НАБОР ЗАДАНИЙ:
1. Выведите без изменений часть текста о пушкинских местах Москвы: всё начиная с «Куда-то Пушкин заходил» и вниз до «пушкинскими местами Москвы.».
2. В каком году, согласно тексту о пушкинских местах Москвы, во время бомбежки столицы была уничтожена усадьба Погодина?

Где-то поэт бывал неоднократно: в гостинице в Глинищевском переулке, в которой останавливался шесть раз, в салоне Волконской на Тверской, на балах в доме генерал-губернатора Голицына. Часто видели Александра Сергеевича в Большом Чернышевском переулке (ныне Вознесенский), где жили его друзья – Вяземский и Баратынский.

Куда-то Пушкин заходил лишь однажды – например, на обед к Уварову в дом на углу Страстной площади и Малой Дмитровки. Единственной была и нанятая Пушкиным квартира на Арбате, куда привез он молодую жену после венчания 18 февраля 1831 года. Бывал поэт и в Большом театре, и в Дворянском собрании, и в Лепехинских банях, что у Смоленского рынка. Все, что удостоил Пушкин своим вниманием в нашем городе, принято нынче называть пушкинскими местами Москвы.

Попытки их сохранить и увековечить предпринимались неоднократно, чему способствовал и первый столетний юбилей поэта, широко отмечавшийся в 1899 году; но, кажется, спохватились слишком поздно – большую часть пушкинских зданий время (а точнее, люди) не пощадило. Так, пожар 1812 года уничтожил многие детские адреса Пушкина. Дома перепродавались и меняли владельцев, что тоже увеличивало утраты. Большие потери понесла пушкинская Москва в ХХ веке. Претворение в жизнь «сталинского плана реконструкции Москвы» в 1930-х годах сопровождалось всеми вытекающими, а точнее, разрушающими последствиями. Трещала, лопалась по швам старая Москва… Затем война, во время бомбежки столицы в 1941-м попаданием снаряда была уничтожена усадьба Погодина. А после войны – опять разрушение старой Москвы. Взять хотя бы нашумевший снос «дома Фамусова» на Пушкинской (!) площади в 1968 году, в котором поэт бывал у Римских-Корсаковых…

Но, справедливости ради, шел и обратный процесс. Силами многочисленной армии энтузиастов удавалось отвоевывать у разрушителей-строителей пушкинские адреса. Например, арбатский дом, где нынче расположена мемориальная квартира Пушкина, дом Веневитиновых в Кривоколенном, дом Василия Львовича Пушкина на Старой Басманной, после реставрации в 2013 году ставший музеем пушкинского дяди…

С началом нового века список потерь умножился. Так, в 1997–2002 годах уничтожен дом Шаховских на Никитском бульваре (XVIII–XIX вв.), где устраивались литературные и музыкальные салоны. Здесь бывал не только Пушкин, но и Гончаров, Грибоедов. В 2002– 2004-м снесена усадьба Римских-Корсаковых на Тверском бульваре, 26, с палатами и флигелями XVIII–XIX века. А вот и еще один бывший пушкинский адрес – Столешников переулок, дом 12. Сюда, в канцелярию московского обер-полицмейстера, поэта вызывали в связи с делом о распространении крамольных стихов из «Андрея Шенье». Дом этот, построенный в XVIII–XIX веке, был снесен в марте 1997 года для благоустройства местности к 850-летию Москвы. 16 сентября 1826 года Пушкин посетил князей Трубецких после гулянья на Девичьем поле, современный адрес – улица Усачева, дом 1. Это был один из самых старых деревянных домов Москвы, переживших пожар 1812 года. Здание, построенное во второй половине XVIII века, сгорело в 2002 году, причем перед реконструкцией. Огонь тогда слизал и хорошо сохранившиеся интерьеры XIX века.

ПРЕДСТАВЛЕННЫЕ ДАННЫЕ:
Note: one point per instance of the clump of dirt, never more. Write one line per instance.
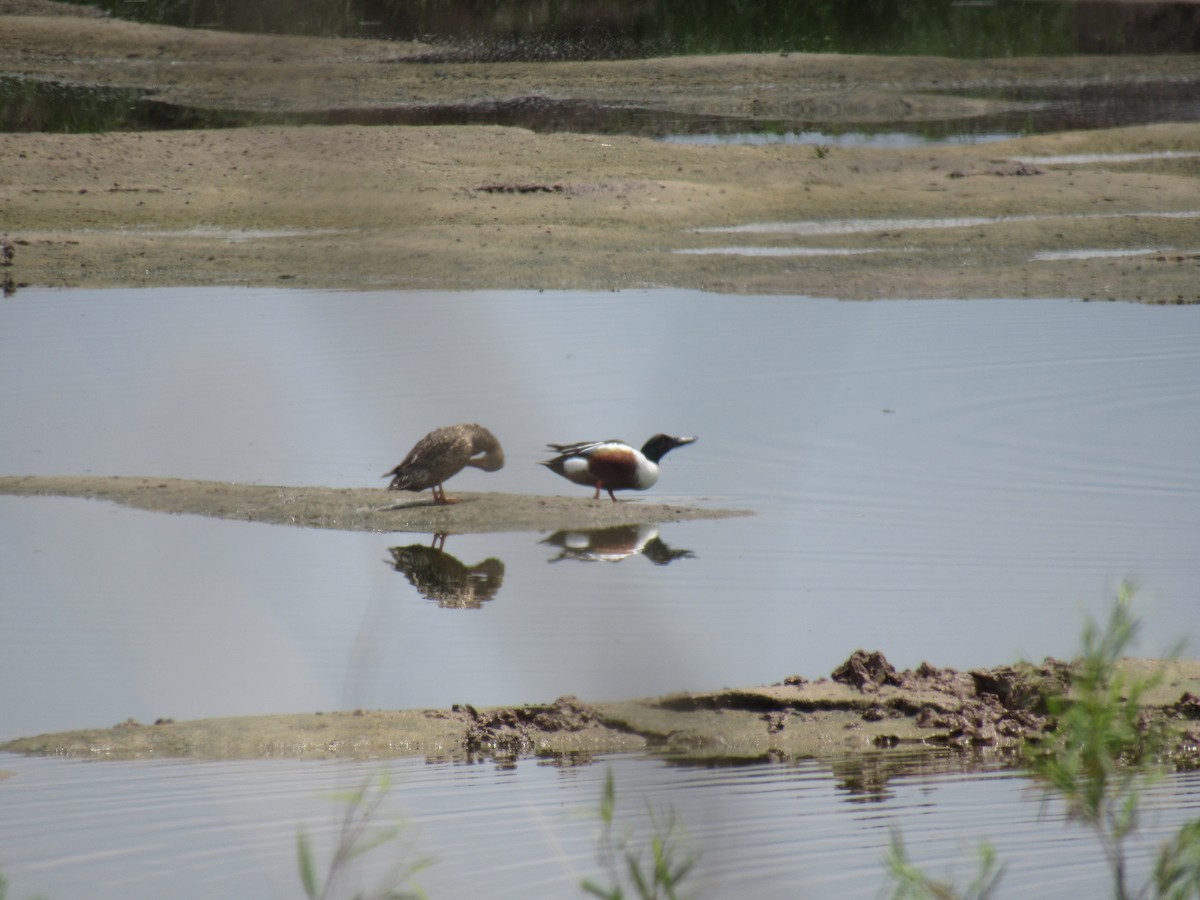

ОТВЕТЫ ПО ЗАДАНИЯМ:
1.
Куда-то Пушкин заходил лишь однажды – например, на обед к Уварову в дом на углу Страстной площади и Малой Дмитровки. Единственной была и нанятая Пушкиным квартира на Арбате, куда привез он молодую жену после венчания 18 февраля 1831 года. Бывал поэт и в Большом театре, и в Дворянском собрании, и в Лепехинских банях, что у Смоленского рынка. Все, что удостоил Пушкин своим вниманием в нашем городе, принято нынче называть пушкинскими местами Москвы.

2. В 1941 году.